[Saved entries]
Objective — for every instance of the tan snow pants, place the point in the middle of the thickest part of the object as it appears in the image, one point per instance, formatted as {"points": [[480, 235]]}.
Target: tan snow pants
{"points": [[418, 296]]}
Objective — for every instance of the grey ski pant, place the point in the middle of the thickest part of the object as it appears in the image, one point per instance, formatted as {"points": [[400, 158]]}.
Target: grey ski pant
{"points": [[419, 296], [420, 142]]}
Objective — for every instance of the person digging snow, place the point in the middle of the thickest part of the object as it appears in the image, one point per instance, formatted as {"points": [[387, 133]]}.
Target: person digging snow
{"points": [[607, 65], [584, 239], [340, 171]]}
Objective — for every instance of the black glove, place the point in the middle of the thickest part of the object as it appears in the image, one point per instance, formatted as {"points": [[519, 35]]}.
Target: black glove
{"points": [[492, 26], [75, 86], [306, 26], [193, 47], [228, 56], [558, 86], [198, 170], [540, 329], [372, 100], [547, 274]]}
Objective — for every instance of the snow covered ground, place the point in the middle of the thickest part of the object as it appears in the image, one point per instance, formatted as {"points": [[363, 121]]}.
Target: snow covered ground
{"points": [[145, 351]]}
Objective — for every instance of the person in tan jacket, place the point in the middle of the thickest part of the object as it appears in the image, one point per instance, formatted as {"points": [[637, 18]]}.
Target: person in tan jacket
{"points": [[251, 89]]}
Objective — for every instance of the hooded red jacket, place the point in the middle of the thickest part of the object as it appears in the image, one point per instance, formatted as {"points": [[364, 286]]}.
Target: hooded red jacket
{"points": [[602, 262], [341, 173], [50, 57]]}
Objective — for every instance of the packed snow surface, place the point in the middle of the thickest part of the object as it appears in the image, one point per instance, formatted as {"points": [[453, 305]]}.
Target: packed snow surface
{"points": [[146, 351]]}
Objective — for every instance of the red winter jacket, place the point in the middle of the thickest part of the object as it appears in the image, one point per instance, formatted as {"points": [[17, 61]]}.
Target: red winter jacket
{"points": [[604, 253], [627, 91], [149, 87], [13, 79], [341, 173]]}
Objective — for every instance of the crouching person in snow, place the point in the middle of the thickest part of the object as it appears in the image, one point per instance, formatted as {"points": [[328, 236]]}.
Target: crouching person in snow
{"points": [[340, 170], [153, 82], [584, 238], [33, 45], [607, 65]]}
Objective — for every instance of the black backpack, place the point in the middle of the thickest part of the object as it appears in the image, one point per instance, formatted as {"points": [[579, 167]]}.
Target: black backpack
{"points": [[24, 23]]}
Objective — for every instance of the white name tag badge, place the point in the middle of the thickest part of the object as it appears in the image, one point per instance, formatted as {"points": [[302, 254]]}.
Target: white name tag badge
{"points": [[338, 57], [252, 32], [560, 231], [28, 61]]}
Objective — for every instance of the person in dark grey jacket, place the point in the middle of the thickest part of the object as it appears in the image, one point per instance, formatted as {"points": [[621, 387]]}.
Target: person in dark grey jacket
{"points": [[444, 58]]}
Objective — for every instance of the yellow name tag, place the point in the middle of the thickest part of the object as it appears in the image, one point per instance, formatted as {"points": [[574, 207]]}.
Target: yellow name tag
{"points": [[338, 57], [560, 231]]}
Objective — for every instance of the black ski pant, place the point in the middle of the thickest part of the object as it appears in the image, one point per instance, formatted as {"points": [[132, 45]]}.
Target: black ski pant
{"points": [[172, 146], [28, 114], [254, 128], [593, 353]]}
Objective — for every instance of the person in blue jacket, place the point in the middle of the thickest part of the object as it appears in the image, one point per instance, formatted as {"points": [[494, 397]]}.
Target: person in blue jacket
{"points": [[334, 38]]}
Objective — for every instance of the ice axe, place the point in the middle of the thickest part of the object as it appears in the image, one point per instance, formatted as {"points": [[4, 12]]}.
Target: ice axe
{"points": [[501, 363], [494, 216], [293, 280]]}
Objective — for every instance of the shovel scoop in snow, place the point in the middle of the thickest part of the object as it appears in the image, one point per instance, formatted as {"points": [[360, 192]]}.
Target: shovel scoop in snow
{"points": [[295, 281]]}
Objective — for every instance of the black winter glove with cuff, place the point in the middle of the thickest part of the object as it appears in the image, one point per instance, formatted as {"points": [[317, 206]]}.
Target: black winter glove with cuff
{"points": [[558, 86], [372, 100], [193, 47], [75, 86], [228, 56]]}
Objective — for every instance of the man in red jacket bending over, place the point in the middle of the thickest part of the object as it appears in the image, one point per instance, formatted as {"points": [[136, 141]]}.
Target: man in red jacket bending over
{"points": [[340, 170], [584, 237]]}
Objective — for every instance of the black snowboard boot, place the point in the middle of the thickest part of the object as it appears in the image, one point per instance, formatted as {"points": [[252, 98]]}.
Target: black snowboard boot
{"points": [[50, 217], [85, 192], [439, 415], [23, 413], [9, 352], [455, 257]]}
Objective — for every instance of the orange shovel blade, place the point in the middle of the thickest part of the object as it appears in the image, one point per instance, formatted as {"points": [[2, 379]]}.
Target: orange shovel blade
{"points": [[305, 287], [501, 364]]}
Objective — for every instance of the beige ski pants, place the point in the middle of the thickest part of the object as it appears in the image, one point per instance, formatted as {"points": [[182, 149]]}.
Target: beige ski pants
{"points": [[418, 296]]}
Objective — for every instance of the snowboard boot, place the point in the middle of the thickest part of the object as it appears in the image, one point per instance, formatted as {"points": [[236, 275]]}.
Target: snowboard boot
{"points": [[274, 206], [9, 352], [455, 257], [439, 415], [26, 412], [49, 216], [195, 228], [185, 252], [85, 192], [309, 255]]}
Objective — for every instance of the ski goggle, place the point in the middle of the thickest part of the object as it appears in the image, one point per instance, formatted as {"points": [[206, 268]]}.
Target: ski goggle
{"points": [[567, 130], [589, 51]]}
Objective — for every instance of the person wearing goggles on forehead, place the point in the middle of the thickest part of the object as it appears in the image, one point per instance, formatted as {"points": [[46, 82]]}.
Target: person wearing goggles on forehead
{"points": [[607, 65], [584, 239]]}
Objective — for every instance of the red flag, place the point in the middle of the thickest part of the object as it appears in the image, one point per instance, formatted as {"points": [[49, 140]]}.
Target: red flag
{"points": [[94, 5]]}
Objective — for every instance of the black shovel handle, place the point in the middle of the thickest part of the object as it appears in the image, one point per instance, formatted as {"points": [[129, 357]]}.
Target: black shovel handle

Aim of the task: Please return all of the entries exactly as they were given.

Written answer:
Objective — for every instance of the tan snow pants, place the point in the middle of the thickest part of the object as it appears in the image, one point per instance, formatted as {"points": [[480, 235]]}.
Target: tan snow pants
{"points": [[418, 296]]}
Objective — for every instance of the grey ski pant, place the point in the middle of the thickest part of the object as it appears in the image, one point per instance, formatted as {"points": [[400, 158]]}.
Target: grey ski pant
{"points": [[419, 296], [420, 142]]}
Objective — for every instance of the person digging snow, place the point in the middle of the thickest part of the object as it appears in the image, one point per instance, formatted as {"points": [[387, 133]]}.
Target: person digging snow
{"points": [[607, 65], [584, 239], [340, 171]]}
Objective — for every instance of the black glove, place the point in the middle of the thickest part of the object as it appears in the image, one point per instance, formatted as {"points": [[519, 35]]}.
Target: black glove
{"points": [[492, 26], [75, 86], [306, 26], [193, 47], [228, 56], [558, 86], [198, 170], [540, 329], [372, 100], [547, 274]]}
Objective — for every instance of the snow covered ground, place the point in the middle of the thickest part of the object as it appears in the image, one point per instance, formatted as {"points": [[363, 121]]}.
Target: snow covered ground
{"points": [[145, 351]]}
Objective — for every instance of the person in tan jacket, place the point in the middle of the thickest part of the object as it appears in the image, one point per instance, formatted as {"points": [[637, 18]]}.
Target: person in tan jacket
{"points": [[251, 89]]}
Objective — for every instance of the hooded red jacket, place the point in the middle of the thickest part of the object as it appears in the image, one point per instance, formatted as {"points": [[364, 286]]}.
Target: hooded red jacket
{"points": [[602, 262], [341, 173], [50, 57]]}
Objective — for every instance of the packed snow surface, place the point in the middle of the thickest part of the object as it appears in the image, one point per instance, formatted as {"points": [[453, 305]]}.
Target: packed snow surface
{"points": [[146, 351]]}
Objective — for every instance of the red winter jacket, place the point in the middle of the thickest part of the object as it appears in the image, one point per instance, formatted as {"points": [[17, 61]]}.
Target: red winter jacket
{"points": [[604, 253], [627, 91], [149, 87], [13, 79], [341, 173]]}
Objective — for every instance of the crouching person in snow, place the point in the middle of the thickest part of the object as it appears in the image, one point per instance, formatted as {"points": [[328, 236]]}.
Target: crouching person in snow
{"points": [[340, 170], [153, 82], [584, 238], [33, 45], [607, 65]]}
Objective — for every instance of the black backpack, place the point in the middle of the thickest part of the object as it appears in the image, one point per instance, formatted as {"points": [[579, 167]]}.
Target: black backpack
{"points": [[24, 23]]}
Objective — for every instance of the white name tag badge, place the point in the middle of the thickest part of the object as it appears in the image, one point per instance, formatted as {"points": [[302, 254]]}.
Target: white name tag badge
{"points": [[338, 57], [252, 32], [560, 231], [28, 61]]}
Objective — for every instance of the person in dark grey jacket, place the point in the middle of the thickest part of the object as it appears in the image, one point per instance, formatted as {"points": [[621, 387]]}.
Target: person in dark grey jacket
{"points": [[444, 58]]}
Objective — for every instance of the yellow name tag, place the point in the middle of the thickest part of the object as it appears in the image, one point per instance, formatted as {"points": [[574, 207]]}.
Target: yellow name tag
{"points": [[338, 57], [560, 231]]}
Objective — for every instance of the black ski pant, place the point in the middle of the thickest part of the object as it appears in the image, one point per instance, formatted as {"points": [[132, 45]]}.
Target: black ski pant
{"points": [[172, 146], [28, 114], [254, 128], [593, 353]]}
Objective — for every instance of the person in blue jacket, place the point in the middle of the thickest part of the object as it appears in the image, one point per instance, formatted as {"points": [[494, 397]]}.
Target: person in blue jacket
{"points": [[334, 38]]}
Objective — for every instance of the ice axe, place the point in the middle of the thickest part of the object as it appears in the image, one point per instance, formatted as {"points": [[4, 12]]}.
Target: ice axe
{"points": [[501, 363], [494, 216], [293, 280]]}
Objective — for every instance of the shovel scoop in snow, place the point in the middle of the thickest part of the object as it appears in the image, one point per instance, formatted as {"points": [[360, 192]]}.
Target: shovel scoop in snow
{"points": [[295, 281]]}
Objective — for every instance of the black winter glove with cuff, place the point in the middle of the thickest part of the object as it appears in the image, one point per instance, formatted as {"points": [[317, 206]]}.
Target: black winter glove with cuff
{"points": [[558, 86], [372, 100], [193, 47], [75, 86], [228, 56]]}
Objective — for every instance of the man in red jacket bending over, place the point in the middle of the thickest part of the object as it appears in the image, one point per instance, formatted as {"points": [[136, 141]]}.
Target: man in red jacket bending over
{"points": [[340, 170], [584, 237]]}
Objective — for every instance of the black snowboard boot, place the point in the middle of the thickest part of the object as it appears in the image, one point per instance, formatted as {"points": [[252, 98]]}.
Target: black snowboard boot
{"points": [[50, 217], [85, 192], [439, 415], [23, 413], [9, 352], [455, 257]]}
Objective — for every instance of the orange shovel blade, place the point in the middle of the thickest part of the object as it appears in the image, one point per instance, formatted as {"points": [[2, 379]]}.
Target: orange shovel blade
{"points": [[305, 287], [501, 364]]}
Objective — for every instance of the beige ski pants, place the point in the middle of the thickest part of the object as it appears in the image, one point per instance, formatted as {"points": [[182, 149]]}.
Target: beige ski pants
{"points": [[418, 296]]}
Objective — for every instance of the snowboard boot, place the point in the middle of the thickest part of the object as it appears in the image, one point per instance, formatted as {"points": [[236, 275]]}.
Target: snowboard boot
{"points": [[274, 206], [9, 352], [455, 257], [439, 415], [26, 412], [49, 216], [195, 228], [185, 252], [85, 192], [309, 255]]}
Objective — for every instance of the ski goggle, place the point in the middle of the thickest part of the object as it appears in the image, one point per instance, formatted as {"points": [[206, 268]]}.
Target: ski goggle
{"points": [[567, 130], [589, 51]]}
Objective — for every instance of the person wearing goggles on forehead, place the point in the middle of the thickest part of the object as it appears in the image, one point per instance, formatted as {"points": [[46, 82]]}.
Target: person wearing goggles on forehead
{"points": [[607, 65], [584, 239]]}
Objective — for every instance of the red flag, place the point in the middle of the thickest part of the object as it appears in the image, one point per instance, formatted as {"points": [[49, 140]]}.
Target: red flag
{"points": [[94, 5]]}
Objective — for every instance of the black shovel handle, place the point in the middle of the thickest part of the object as it appears in the image, one point per instance, formatted as {"points": [[129, 357]]}.
Target: black shovel handle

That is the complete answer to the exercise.